◆ WHAT NEEDS TO BE DONE: Rewrite all of the lines below, changing every "Outline" to "Locate" and leaving everything else as is.

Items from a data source
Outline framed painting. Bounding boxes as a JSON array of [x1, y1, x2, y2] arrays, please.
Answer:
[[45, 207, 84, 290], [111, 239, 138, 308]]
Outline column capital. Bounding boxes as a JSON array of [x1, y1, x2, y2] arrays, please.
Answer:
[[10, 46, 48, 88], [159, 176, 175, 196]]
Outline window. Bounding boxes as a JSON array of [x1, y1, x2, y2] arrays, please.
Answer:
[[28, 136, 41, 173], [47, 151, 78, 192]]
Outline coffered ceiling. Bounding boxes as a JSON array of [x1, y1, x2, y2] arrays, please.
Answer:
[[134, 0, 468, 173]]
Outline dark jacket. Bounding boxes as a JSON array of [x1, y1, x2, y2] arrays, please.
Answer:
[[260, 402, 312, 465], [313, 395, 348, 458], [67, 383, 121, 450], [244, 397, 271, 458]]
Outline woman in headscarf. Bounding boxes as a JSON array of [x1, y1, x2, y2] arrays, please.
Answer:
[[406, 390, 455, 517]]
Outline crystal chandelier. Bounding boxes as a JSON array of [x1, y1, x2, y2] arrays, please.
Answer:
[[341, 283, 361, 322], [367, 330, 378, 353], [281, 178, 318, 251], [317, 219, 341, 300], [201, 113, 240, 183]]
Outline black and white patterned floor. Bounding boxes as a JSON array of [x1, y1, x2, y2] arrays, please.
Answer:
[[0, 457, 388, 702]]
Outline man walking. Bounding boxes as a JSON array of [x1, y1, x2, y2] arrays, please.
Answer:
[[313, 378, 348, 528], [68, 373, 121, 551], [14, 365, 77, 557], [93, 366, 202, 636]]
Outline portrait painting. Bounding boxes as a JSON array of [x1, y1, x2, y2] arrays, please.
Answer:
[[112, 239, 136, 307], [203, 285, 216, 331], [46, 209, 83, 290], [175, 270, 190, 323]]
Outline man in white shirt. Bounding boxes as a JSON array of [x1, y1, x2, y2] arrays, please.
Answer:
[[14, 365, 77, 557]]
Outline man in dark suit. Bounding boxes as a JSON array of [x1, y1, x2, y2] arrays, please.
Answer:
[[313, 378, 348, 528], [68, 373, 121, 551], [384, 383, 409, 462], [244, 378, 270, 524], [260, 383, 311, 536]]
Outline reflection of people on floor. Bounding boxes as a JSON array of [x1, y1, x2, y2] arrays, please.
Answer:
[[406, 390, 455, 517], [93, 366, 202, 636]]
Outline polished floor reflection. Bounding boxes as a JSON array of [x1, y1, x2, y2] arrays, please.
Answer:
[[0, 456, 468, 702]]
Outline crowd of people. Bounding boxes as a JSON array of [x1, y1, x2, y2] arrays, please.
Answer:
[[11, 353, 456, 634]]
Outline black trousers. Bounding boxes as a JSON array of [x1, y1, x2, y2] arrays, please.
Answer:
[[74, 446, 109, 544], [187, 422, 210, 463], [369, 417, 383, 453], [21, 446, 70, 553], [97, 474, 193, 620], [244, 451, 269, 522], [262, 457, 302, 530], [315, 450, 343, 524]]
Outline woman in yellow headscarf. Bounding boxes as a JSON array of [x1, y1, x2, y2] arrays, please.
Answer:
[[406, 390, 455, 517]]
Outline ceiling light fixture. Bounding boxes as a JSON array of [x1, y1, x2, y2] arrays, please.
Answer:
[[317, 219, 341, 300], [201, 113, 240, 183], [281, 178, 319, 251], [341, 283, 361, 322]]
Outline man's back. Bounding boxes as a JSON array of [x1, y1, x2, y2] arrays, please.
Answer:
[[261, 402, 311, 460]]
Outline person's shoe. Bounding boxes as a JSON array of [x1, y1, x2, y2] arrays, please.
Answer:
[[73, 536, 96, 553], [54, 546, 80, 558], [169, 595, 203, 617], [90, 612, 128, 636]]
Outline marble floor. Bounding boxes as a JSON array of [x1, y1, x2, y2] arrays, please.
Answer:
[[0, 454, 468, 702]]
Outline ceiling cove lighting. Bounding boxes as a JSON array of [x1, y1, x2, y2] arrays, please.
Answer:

◆ SOLUTION TO THIS PROBLEM:
Locate framed painting. Bounding boxes as a JSON array of [x1, y1, x2, y2] arrays, please.
Answer:
[[45, 207, 84, 290], [111, 239, 138, 308]]
Locate column capital. Bounding boxes as a JSON array of [x1, y1, x2, y2] arrays, please.
Answer:
[[10, 46, 48, 88], [159, 176, 175, 196]]
Locate window. Bounding boxes as a JSON array of [x1, y1, x2, y2] arrays, please.
Answer:
[[28, 136, 41, 173], [47, 151, 78, 192]]
Locate coffered ceiling. Bounding boxes as a JSON array of [x1, y1, x2, y2] arrays, please.
Answer:
[[134, 0, 468, 173]]
Locate dark jacket. Bounding boxes as a JSON array of [x1, y1, x2, y2] arrays, please.
Answer:
[[260, 402, 312, 465], [313, 395, 348, 458], [67, 383, 121, 450], [244, 397, 271, 458]]
Locate woman in headscarf. Bounding boxes as a JSON array of [x1, y1, x2, y2] arrays, please.
Answer:
[[406, 390, 455, 517]]
Locate crystal chandelier. Bounding boxes as a JSON array of [x1, y1, x2, y2] arrays, please.
Answer:
[[341, 283, 361, 322], [367, 330, 378, 353], [281, 178, 318, 251], [317, 219, 341, 300], [201, 113, 240, 183]]
Locate black and white patterned floor. Bounding boxes as a JSON array of [x1, y1, x2, y2] arrays, please.
Answer:
[[0, 457, 388, 702]]
Locate man walking. Bounding boxes as a JSON array of [x1, y1, x2, y2] arrays, please.
Answer:
[[313, 378, 348, 528], [68, 373, 121, 551], [14, 365, 77, 557], [93, 366, 202, 636]]
Locate portrait painting. Bounding boxes as a JSON array of [x1, y1, x2, y2] arrays, please.
Answer:
[[112, 239, 136, 307], [203, 285, 216, 331], [46, 209, 83, 290], [175, 270, 190, 323]]
Locate man in white shirt. Bounding boxes as a JSON array of [x1, y1, x2, y2] arrays, please.
Answer:
[[14, 365, 77, 557]]
Locate man in dark suit. Bounding boxes as a JSON array of [x1, y1, x2, y2] arrays, please.
Answer:
[[313, 378, 348, 528], [68, 373, 121, 551], [384, 383, 409, 462], [244, 378, 270, 524], [260, 383, 311, 536]]
Locate reflection of people on floor. Bounding boxes as a JSON array of [x1, y1, x2, y2] arrays, please.
Answer:
[[406, 390, 455, 517], [93, 366, 202, 636]]
Locate polished floor reflection. Bounding boxes as a JSON array of [x1, y1, x2, y2] arrays, please.
Answer:
[[0, 456, 468, 702]]
Locate crowd of people. Bounding boxes as a JSON array of [x1, y1, x2, y2] arrays, please.
Answer:
[[11, 353, 456, 634]]
Locate black trousers. Bounding boxes as a JSON array of [x1, y1, x2, y2] arrays, please.
Answer:
[[74, 446, 109, 544], [187, 422, 210, 463], [369, 417, 383, 453], [21, 446, 70, 553], [97, 474, 193, 620], [244, 451, 269, 522], [262, 457, 302, 530], [315, 450, 343, 524]]
Locate woman in yellow headscarf. Bounding boxes as a JSON array of [x1, y1, x2, y2] arrays, please.
Answer:
[[406, 390, 455, 517]]
Locate ceiling light fixture. Bounding boxes as a JSON array of [x1, y1, x2, y2] arrays, please.
Answer:
[[317, 219, 341, 300], [201, 113, 240, 183], [281, 178, 319, 251], [341, 283, 361, 322]]
Locate man's back. Bounding boxes as a JSON array of [x1, y1, x2, y2] arrays, please.
Answer:
[[261, 402, 311, 460]]
Locate person's shoe. Bounding boxes as a JSON array of [x1, y1, x2, y2] arrays, please.
Answer:
[[73, 536, 96, 553], [54, 546, 80, 558], [169, 595, 203, 617], [90, 612, 128, 636]]
Locate marble floor. Bounding boxes as a JSON array of [x1, y1, x2, y2] arrays, please.
Answer:
[[0, 454, 468, 702]]
Locate ceiling cove lighting. Bounding boxes as a JSON array of [x1, y1, x2, y2] arrays, please.
Answer:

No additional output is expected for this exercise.